# start of Reading text
In the first movement, he picks up no more than about a minute by not making a ritard, as so many conductors do, at the beginning of the second theme in the violas and cellos at measure 81 and its corresponding reappearance in the recapitulation. Again, he follows Brahms’s instructions scrupulously, for here the score is marked sempre dolce and cantando, but nowhere is there a ritard or meno mosso in sight. One could argue that sempre dolce and cantando, in and of themselves, implicitly call for a slowing, but Weingartner, as always, is a stickler for what’s in front of him on the page.
This, recall, is the symphony Brahms heard Weingartner conduct when he praised the young man as a “healthy, fresh personality who gave a truly wonderful performance.” As noted by Peter Clive in Brahms and his World, that performance took place in Vienna on April 3, 1895, but with the Berlin Philharmonic, not the Vienna Philharmonic. Whatever the orchestra, one has to know that if Weingartner led that performance anything like the one on this CD, it had to have been with a well-established, highly professional ensemble; no provincial band could possibly have played this way.
These performances will leave you limp and exhausted, they are so adrenalin-filled. But in closing, I just want to reiterate that you need have no fear of the vintage of these recordings. Bob Rose has breathed new life into them so that they sound almost brand new.
# end of Reading text
# start of Data
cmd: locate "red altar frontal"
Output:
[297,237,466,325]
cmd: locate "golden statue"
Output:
# end of Data
-- To do --
Revise the Brahms review from the words "This, recall, is" through "played this way.", changing "provincial band" to "regional band".

-- Solution for this problem --
This, recall, is the symphony Brahms heard Weingartner conduct when he praised the young man as a “healthy, fresh personality who gave a truly wonderful performance.” As noted by Peter Clive in Brahms and his World, that performance took place in Vienna on April 3, 1895, but with the Berlin Philharmonic, not the Vienna Philharmonic. Whatever the orchestra, one has to know that if Weingartner led that performance anything like the one on this CD, it had to have been with a well-established, highly professional ensemble; no regional band could possibly have played this way.